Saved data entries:
Segment Open
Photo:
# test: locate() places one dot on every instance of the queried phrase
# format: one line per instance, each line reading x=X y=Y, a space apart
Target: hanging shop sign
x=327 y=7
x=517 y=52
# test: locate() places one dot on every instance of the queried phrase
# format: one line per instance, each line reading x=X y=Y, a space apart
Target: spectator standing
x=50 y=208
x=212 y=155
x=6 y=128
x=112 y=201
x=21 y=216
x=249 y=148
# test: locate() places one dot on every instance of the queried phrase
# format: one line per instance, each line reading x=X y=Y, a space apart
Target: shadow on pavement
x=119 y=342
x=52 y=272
Segment Closed
Activity | Would you return all of the data exactly as given?

Your solution |
Photo:
# test: locate() places one dot on every instance of the queried phrase
# format: one line per instance, each line reading x=X y=Y, a space apart
Target: hanging shop sign
x=327 y=7
x=517 y=52
# test: locate() places one dot on every instance of the queried phrase
# format: one line per instance, each line reading x=X y=Y, a space apart
Target: spectator standing
x=50 y=208
x=212 y=155
x=6 y=128
x=112 y=201
x=21 y=216
x=249 y=148
# test: locate() places one dot on every instance of the queried phrase
# format: one line per instance, each line reading x=X y=Y, a space apart
Target: shadow on pavement
x=119 y=342
x=52 y=272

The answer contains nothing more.